- Exercise requirements -
Reproduce the entries from the line that contains "find the submerged" through the line that contains "left=87, top=24, right=117, bottom=65", with both of those lines included and the request text left in place. Shift every bounding-box coordinate in the answers up by 68, and leave the numbers in the requests and their format samples as they are.

— Start of Extracted records —

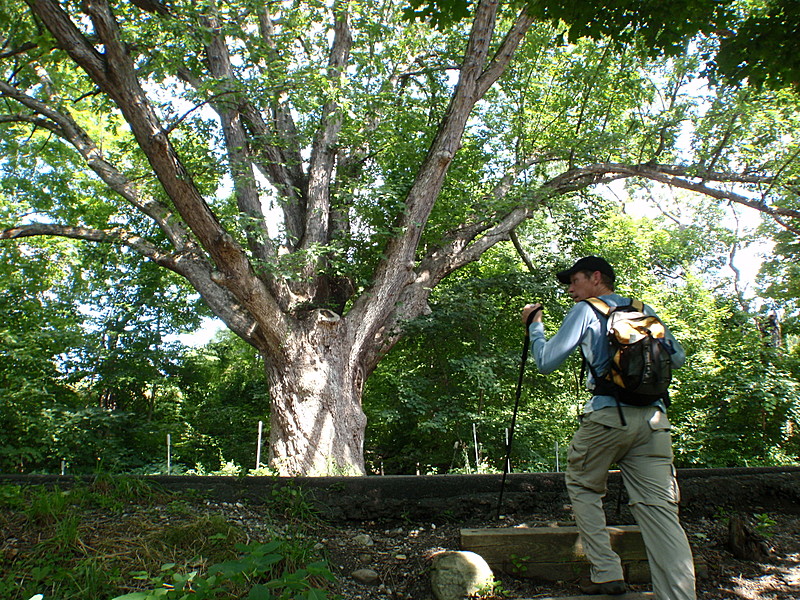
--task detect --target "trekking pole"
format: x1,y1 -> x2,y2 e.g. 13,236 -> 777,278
497,306 -> 542,519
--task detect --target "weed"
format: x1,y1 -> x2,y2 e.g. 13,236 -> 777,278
753,513 -> 778,537
509,554 -> 531,575
267,484 -> 319,524
0,484 -> 25,510
114,541 -> 335,600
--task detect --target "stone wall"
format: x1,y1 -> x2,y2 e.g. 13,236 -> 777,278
0,467 -> 800,524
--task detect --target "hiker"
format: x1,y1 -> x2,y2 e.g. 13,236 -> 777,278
522,256 -> 696,600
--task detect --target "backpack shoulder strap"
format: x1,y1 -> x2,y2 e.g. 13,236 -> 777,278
584,296 -> 611,317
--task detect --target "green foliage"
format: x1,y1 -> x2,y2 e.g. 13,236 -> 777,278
711,0 -> 800,90
405,0 -> 730,55
113,541 -> 334,600
0,476 -> 335,600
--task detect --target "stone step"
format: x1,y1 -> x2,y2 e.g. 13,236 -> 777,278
461,525 -> 650,584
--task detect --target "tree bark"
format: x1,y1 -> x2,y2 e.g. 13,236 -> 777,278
265,309 -> 367,476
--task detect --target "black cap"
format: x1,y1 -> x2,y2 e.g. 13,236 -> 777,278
556,256 -> 617,285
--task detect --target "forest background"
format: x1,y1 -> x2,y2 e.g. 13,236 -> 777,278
0,2 -> 800,474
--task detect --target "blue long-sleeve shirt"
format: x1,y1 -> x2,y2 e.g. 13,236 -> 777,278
528,294 -> 686,413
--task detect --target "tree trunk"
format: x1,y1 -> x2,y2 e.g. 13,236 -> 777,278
266,310 -> 367,476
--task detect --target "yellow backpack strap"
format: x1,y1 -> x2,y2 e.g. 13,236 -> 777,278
584,297 -> 611,316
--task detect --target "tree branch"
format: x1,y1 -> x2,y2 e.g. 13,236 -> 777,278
301,2 -> 353,249
0,80 -> 187,249
25,0 -> 288,352
0,223 -> 266,349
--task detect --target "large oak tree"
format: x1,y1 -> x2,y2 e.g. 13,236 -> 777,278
0,0 -> 800,474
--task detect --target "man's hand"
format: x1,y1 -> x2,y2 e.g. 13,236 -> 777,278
522,302 -> 542,325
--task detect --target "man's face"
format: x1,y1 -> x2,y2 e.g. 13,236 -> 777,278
567,271 -> 595,302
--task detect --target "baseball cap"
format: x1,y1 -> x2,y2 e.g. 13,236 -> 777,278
556,256 -> 617,285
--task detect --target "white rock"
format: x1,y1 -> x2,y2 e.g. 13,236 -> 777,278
350,569 -> 379,584
353,533 -> 375,546
431,551 -> 494,600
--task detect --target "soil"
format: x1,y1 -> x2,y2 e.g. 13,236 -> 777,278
0,475 -> 800,600
312,506 -> 800,600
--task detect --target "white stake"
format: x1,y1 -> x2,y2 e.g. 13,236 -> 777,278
556,442 -> 561,473
256,421 -> 264,469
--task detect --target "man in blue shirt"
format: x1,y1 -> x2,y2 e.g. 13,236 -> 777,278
522,256 -> 696,600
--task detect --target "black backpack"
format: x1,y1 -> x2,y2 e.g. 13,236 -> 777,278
584,298 -> 672,406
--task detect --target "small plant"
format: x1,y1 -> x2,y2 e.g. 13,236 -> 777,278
753,513 -> 778,537
113,541 -> 335,600
470,579 -> 508,600
510,554 -> 531,575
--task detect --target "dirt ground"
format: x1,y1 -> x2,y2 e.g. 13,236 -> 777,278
322,506 -> 800,600
0,476 -> 800,600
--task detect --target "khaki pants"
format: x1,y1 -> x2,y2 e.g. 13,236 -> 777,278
566,406 -> 696,600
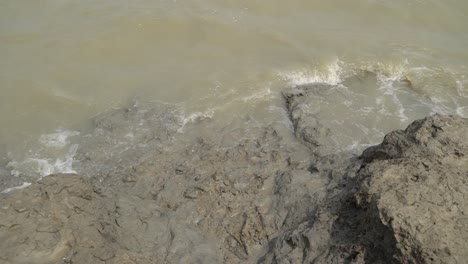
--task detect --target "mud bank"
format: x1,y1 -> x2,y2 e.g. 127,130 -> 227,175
0,84 -> 468,263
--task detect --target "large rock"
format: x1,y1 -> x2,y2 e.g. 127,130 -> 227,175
357,115 -> 468,263
261,115 -> 468,263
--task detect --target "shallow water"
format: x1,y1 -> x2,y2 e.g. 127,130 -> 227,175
0,0 -> 468,179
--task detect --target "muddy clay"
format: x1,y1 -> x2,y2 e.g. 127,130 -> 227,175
0,84 -> 468,263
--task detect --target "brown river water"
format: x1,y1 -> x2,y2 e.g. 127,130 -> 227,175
0,0 -> 468,182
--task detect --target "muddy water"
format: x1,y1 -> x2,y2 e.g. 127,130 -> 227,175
0,0 -> 468,179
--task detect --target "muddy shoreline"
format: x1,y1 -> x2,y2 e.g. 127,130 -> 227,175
0,81 -> 468,263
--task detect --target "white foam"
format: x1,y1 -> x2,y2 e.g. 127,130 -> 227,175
7,144 -> 78,177
0,182 -> 31,193
39,130 -> 80,148
242,88 -> 272,103
177,109 -> 215,133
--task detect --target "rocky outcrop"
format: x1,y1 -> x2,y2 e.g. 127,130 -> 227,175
0,89 -> 468,263
263,115 -> 468,263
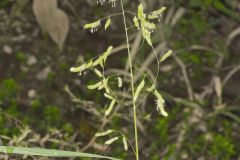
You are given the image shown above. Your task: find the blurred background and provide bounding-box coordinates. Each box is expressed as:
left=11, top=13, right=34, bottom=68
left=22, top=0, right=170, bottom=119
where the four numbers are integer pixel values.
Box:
left=0, top=0, right=240, bottom=160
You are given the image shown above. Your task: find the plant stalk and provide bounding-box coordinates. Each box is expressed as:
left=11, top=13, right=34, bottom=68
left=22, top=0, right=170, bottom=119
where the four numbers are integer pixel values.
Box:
left=120, top=0, right=139, bottom=160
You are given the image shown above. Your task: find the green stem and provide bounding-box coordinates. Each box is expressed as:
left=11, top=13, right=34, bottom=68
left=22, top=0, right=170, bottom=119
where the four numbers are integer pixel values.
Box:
left=121, top=0, right=139, bottom=160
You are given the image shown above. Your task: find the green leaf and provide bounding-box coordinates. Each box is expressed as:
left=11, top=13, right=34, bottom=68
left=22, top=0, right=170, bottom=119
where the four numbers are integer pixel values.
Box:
left=0, top=146, right=120, bottom=160
left=104, top=137, right=119, bottom=145
left=134, top=78, right=145, bottom=101
left=105, top=18, right=111, bottom=30
left=105, top=99, right=116, bottom=116
left=95, top=129, right=114, bottom=137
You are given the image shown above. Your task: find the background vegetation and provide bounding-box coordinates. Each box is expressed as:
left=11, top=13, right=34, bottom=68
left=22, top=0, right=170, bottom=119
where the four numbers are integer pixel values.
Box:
left=0, top=0, right=240, bottom=160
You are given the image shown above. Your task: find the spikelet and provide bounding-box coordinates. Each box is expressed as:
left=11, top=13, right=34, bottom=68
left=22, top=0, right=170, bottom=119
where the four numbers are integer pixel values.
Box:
left=83, top=20, right=101, bottom=33
left=105, top=18, right=111, bottom=30
left=109, top=0, right=116, bottom=7
left=97, top=0, right=105, bottom=5
left=104, top=137, right=119, bottom=145
left=154, top=90, right=168, bottom=117
left=148, top=7, right=166, bottom=19
left=95, top=129, right=114, bottom=137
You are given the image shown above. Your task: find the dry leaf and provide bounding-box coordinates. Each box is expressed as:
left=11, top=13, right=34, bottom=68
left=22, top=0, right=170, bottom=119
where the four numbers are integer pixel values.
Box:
left=33, top=0, right=69, bottom=49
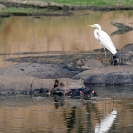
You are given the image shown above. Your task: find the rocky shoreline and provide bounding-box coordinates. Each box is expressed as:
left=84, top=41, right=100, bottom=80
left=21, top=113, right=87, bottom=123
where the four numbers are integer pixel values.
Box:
left=0, top=0, right=133, bottom=17
left=0, top=44, right=133, bottom=95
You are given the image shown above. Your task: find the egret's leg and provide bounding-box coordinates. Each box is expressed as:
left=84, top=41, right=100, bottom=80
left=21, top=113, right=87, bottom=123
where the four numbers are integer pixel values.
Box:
left=104, top=47, right=106, bottom=62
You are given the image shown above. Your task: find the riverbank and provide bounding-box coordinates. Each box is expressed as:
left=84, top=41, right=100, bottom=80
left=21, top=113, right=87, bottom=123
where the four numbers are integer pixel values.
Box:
left=0, top=44, right=133, bottom=95
left=0, top=0, right=133, bottom=17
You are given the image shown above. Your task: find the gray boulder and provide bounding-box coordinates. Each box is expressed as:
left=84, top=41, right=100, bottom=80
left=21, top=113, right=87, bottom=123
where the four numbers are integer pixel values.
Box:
left=0, top=63, right=77, bottom=79
left=118, top=43, right=133, bottom=65
left=65, top=56, right=103, bottom=71
left=73, top=65, right=133, bottom=85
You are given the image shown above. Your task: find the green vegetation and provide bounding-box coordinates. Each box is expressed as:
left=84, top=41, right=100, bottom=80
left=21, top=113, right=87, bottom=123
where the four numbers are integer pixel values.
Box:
left=40, top=0, right=133, bottom=6
left=0, top=7, right=46, bottom=13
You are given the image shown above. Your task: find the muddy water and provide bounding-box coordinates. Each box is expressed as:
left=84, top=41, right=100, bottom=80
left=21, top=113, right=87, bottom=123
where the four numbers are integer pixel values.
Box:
left=0, top=11, right=133, bottom=66
left=0, top=87, right=133, bottom=133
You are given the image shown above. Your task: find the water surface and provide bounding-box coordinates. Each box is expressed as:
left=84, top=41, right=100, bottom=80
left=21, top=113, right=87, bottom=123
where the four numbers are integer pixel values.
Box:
left=0, top=86, right=133, bottom=133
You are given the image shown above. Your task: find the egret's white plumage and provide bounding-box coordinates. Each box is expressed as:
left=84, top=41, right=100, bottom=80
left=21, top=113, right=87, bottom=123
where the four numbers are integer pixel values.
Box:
left=89, top=24, right=117, bottom=55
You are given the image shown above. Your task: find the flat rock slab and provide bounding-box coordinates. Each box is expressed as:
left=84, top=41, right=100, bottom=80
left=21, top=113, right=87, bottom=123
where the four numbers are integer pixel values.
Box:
left=0, top=63, right=77, bottom=79
left=0, top=75, right=84, bottom=94
left=65, top=56, right=104, bottom=71
left=73, top=65, right=133, bottom=85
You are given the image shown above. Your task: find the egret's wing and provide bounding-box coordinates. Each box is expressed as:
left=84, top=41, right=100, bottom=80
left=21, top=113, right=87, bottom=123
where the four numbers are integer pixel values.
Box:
left=99, top=31, right=117, bottom=54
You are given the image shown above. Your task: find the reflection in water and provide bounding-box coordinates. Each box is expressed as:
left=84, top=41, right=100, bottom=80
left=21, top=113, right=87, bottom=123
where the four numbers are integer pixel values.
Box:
left=95, top=110, right=117, bottom=133
left=0, top=87, right=133, bottom=133
left=0, top=10, right=133, bottom=66
left=54, top=95, right=65, bottom=109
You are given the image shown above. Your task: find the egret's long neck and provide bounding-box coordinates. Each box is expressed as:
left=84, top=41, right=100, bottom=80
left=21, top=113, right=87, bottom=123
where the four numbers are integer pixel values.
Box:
left=97, top=25, right=102, bottom=31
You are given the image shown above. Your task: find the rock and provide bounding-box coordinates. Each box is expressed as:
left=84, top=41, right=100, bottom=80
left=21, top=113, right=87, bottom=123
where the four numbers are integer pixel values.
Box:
left=0, top=4, right=6, bottom=9
left=111, top=22, right=133, bottom=36
left=0, top=63, right=77, bottom=79
left=0, top=74, right=84, bottom=94
left=73, top=65, right=133, bottom=85
left=65, top=57, right=103, bottom=71
left=118, top=43, right=133, bottom=65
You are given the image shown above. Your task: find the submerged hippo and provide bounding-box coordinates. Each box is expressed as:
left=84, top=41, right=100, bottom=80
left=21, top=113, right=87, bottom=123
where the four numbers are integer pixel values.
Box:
left=66, top=88, right=98, bottom=99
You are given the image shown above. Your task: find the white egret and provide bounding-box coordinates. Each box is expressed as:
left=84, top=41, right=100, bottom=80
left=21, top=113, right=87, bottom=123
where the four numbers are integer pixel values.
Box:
left=87, top=24, right=117, bottom=65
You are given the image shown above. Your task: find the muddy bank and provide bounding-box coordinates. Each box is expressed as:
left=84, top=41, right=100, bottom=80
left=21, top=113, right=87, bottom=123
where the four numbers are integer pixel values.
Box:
left=0, top=44, right=133, bottom=94
left=0, top=0, right=133, bottom=17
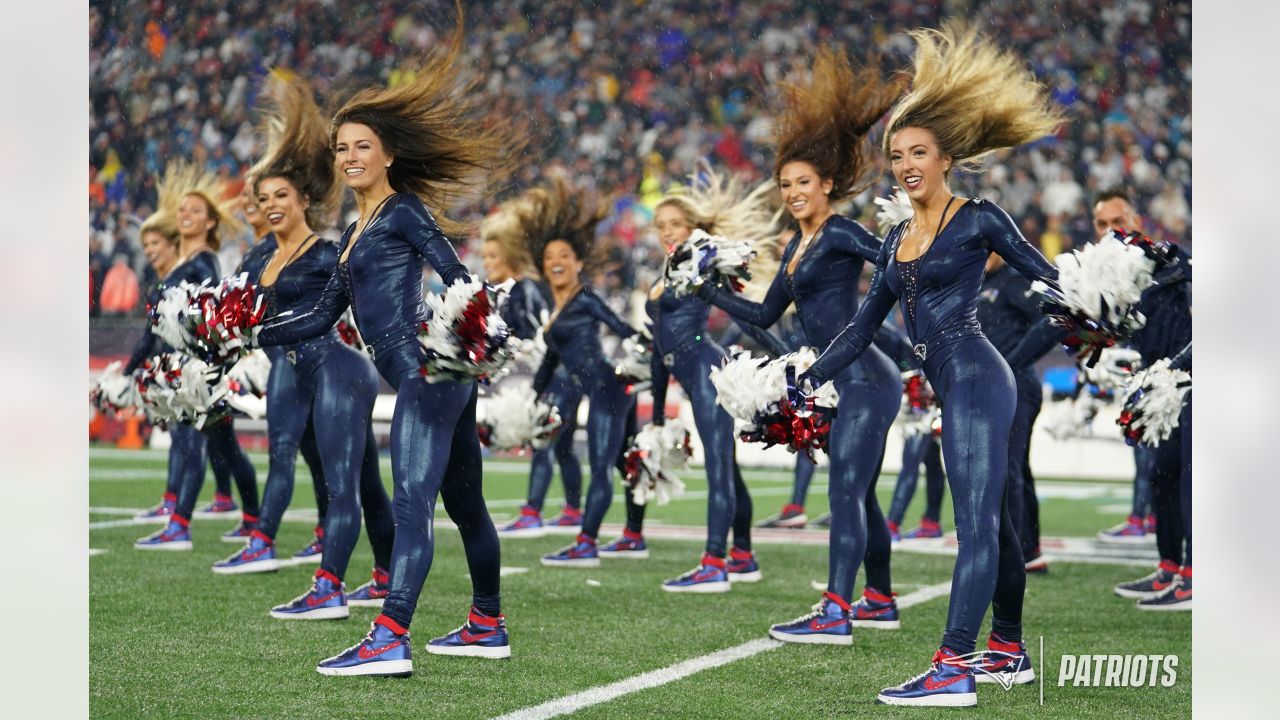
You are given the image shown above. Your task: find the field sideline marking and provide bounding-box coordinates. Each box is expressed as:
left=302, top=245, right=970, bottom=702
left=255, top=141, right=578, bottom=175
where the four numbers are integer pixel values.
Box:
left=495, top=582, right=951, bottom=720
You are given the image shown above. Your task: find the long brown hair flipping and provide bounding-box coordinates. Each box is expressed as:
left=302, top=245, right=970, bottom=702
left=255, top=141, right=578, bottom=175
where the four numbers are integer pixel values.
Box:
left=773, top=46, right=906, bottom=202
left=329, top=0, right=524, bottom=234
left=883, top=20, right=1062, bottom=169
left=248, top=70, right=342, bottom=231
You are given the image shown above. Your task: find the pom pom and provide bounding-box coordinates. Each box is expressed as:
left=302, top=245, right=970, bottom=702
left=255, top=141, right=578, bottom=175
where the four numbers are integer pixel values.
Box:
left=710, top=347, right=840, bottom=456
left=476, top=383, right=564, bottom=450
left=90, top=361, right=142, bottom=415
left=664, top=228, right=755, bottom=297
left=623, top=420, right=694, bottom=505
left=1116, top=357, right=1192, bottom=447
left=419, top=278, right=513, bottom=382
left=876, top=187, right=915, bottom=236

— End of Extracted records —

- Full response -
You are given the image shown above. Your task: find the submerged hippo and provide bounding-box coordinates. Each box is expressed as:
left=84, top=41, right=100, bottom=80
left=21, top=113, right=87, bottom=123
where the four numbers are integer pixel values.
Box:
left=134, top=156, right=166, bottom=167
You are given the image shown above. Your task: find the white egret and provide bounding-box coordinates. Each box is expressed as:
left=84, top=41, right=100, bottom=80
left=21, top=113, right=87, bottom=123
where the four numbers are integer pixel values.
Box:
left=155, top=92, right=185, bottom=133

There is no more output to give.